WHAT YOU ARE ASKED TO DO
In the material below, the required lines run from the one containing "Kindly put a point on every instance of the black" through the one containing "Target: white ceiling". Copy those lines exactly, ends included, and nothing else.

EXTRACTED INFORMATION
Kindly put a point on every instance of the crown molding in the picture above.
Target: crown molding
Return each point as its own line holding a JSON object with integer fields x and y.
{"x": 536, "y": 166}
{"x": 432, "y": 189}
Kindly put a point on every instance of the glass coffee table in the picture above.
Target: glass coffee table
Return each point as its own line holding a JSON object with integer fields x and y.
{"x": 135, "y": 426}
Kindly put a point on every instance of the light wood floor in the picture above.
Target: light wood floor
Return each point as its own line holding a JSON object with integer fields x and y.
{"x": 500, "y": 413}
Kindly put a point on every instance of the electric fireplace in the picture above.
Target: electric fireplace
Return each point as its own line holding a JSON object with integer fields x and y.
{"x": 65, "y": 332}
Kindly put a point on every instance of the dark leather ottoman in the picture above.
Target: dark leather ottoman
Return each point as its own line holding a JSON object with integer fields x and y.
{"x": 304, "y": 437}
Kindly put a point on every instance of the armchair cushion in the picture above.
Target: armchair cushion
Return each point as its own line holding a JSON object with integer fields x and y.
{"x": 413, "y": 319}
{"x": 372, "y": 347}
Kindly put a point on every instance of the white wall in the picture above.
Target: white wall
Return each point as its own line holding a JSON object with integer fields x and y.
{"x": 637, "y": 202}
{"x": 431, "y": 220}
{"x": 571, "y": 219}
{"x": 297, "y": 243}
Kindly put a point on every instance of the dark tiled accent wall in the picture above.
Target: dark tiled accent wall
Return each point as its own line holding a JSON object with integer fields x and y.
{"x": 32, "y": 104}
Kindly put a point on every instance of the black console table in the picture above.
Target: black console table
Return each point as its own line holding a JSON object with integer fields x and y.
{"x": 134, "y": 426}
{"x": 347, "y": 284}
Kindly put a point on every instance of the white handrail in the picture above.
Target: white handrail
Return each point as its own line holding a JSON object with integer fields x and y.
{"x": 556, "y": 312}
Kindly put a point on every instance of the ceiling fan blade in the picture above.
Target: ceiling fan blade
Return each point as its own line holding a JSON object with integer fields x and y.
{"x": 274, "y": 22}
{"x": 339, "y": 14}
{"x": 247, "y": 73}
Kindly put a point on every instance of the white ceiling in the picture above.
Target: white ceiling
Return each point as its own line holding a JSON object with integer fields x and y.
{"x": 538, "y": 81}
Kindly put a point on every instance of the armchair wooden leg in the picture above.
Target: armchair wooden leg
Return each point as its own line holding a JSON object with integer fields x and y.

TASK RESPONSE
Kindly put a point on every instance of the black console table in the picture above.
Target: black console table
Return each point as its own line holding a JSON object with integer fields x and y.
{"x": 134, "y": 426}
{"x": 347, "y": 284}
Kindly put a point on every instance of the white handrail in the picture above.
Target: white handrail
Return each point as its own line holding a JSON object with integer fields x and y.
{"x": 556, "y": 312}
Kindly put a point on every instance of the ceiling fan blade in the picture above.
Target: ceiling fan blade
Return each point as its own line holding a JSON object with integer fields x and y.
{"x": 274, "y": 22}
{"x": 339, "y": 14}
{"x": 247, "y": 73}
Kindly put a point on every instance of the white ceiling in the picture above.
Target: white ceiling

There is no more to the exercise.